Natural-language object grounding data:
#####
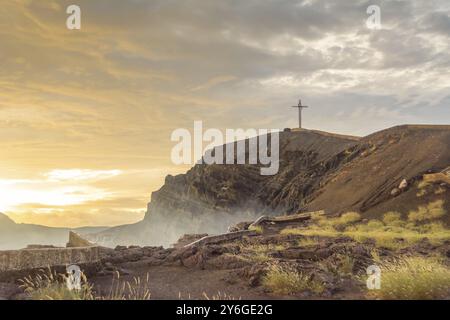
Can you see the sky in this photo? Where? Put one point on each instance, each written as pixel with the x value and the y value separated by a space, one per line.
pixel 86 115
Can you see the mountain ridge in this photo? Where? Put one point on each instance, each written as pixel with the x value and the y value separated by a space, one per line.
pixel 318 171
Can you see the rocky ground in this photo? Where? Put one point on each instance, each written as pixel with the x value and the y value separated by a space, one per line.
pixel 235 267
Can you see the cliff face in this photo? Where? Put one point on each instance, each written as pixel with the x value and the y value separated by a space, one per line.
pixel 318 171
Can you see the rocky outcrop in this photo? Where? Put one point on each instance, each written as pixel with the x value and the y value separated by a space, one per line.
#####
WHAT TO DO:
Please print the data above once more, exactly as it appears, with no pictures.

REPLY TO THE EXERCISE:
Can you see the sky in this photo? Where? Put one point on each instance, each written as pixel with the x value and the y value separated by a space, one per line.
pixel 86 115
Can you see the mountain ridge in this photo? Where? Put one point on each instance, each written as pixel with the x value and the y value separated by a space, one per line.
pixel 318 171
Can you see the rocky ground in this photo? Where? Put one point on each instance, each written as pixel with the x value and the y value separated by a space, one per line.
pixel 235 267
Can you see the cliff face in this photo? Where? Put one point on each instance, each written as pixel with the x value and the y value separated by a space, one per line.
pixel 318 171
Can you see the rocky outcrop in this photo? Where? Put one point on each instance, each written as pixel with the x value and the y value separated by a space, one per line.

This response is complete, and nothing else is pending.